**REQUIREMENT:**
Extract every line from the records below that contains the word "coordinates", and copy each one unchanged.

**GIVEN INFORMATION:**
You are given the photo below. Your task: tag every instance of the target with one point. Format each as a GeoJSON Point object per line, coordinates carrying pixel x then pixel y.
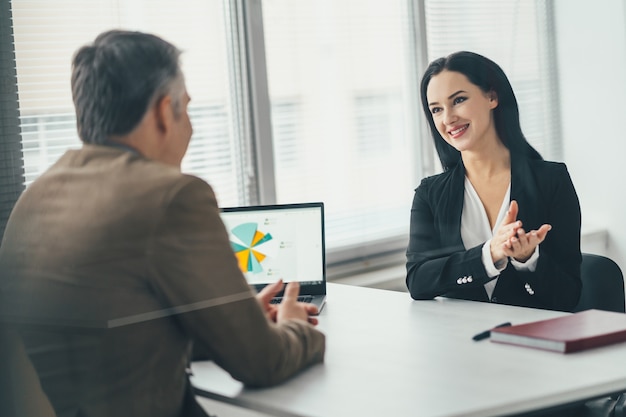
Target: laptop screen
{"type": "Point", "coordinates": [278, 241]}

...

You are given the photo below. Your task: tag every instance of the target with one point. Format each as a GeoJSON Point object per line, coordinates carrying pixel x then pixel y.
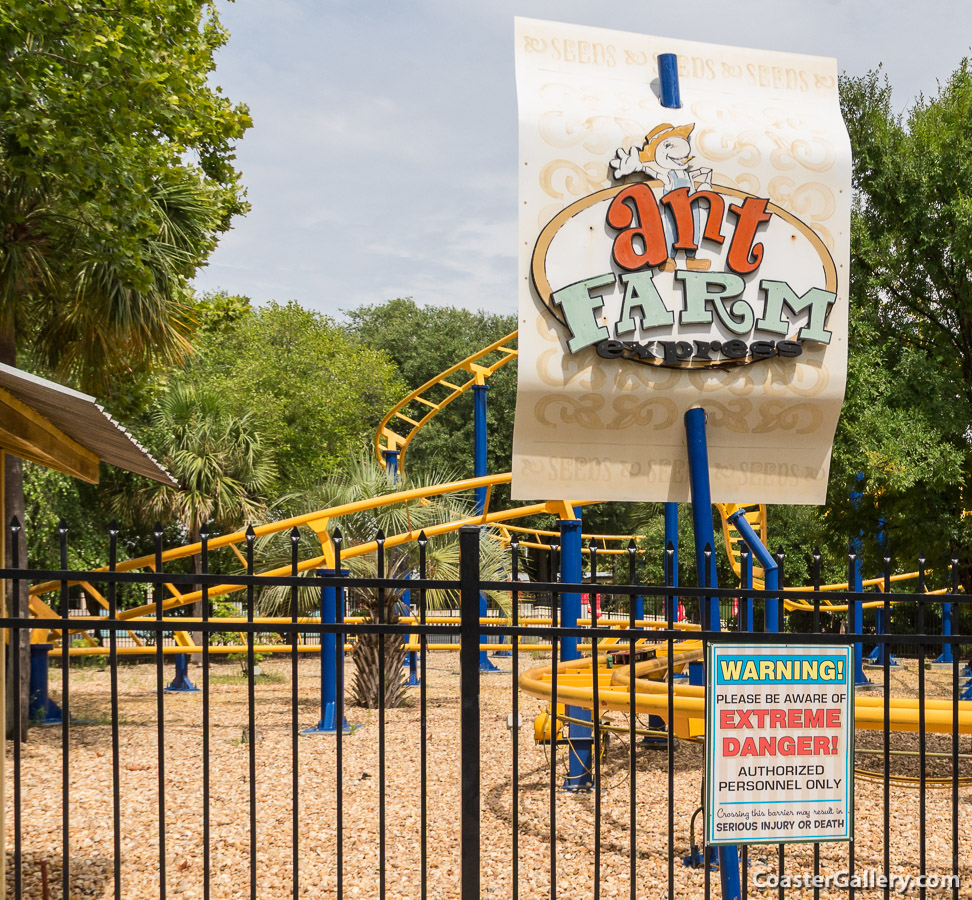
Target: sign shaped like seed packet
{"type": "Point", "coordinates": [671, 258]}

**OUTPUT FOR THIS TASK:**
You are given the photo below. Your task: tag every instance of the target with one point. Format each as a GeoJSON Point object per line, coordinates carrying pixel x then pixel y.
{"type": "Point", "coordinates": [278, 241]}
You are given the photo below. Your task: tag every instance of the target with one point. Format each as a GeoJSON Point object per line, coordinates carrying pixel x then pixel y.
{"type": "Point", "coordinates": [671, 258]}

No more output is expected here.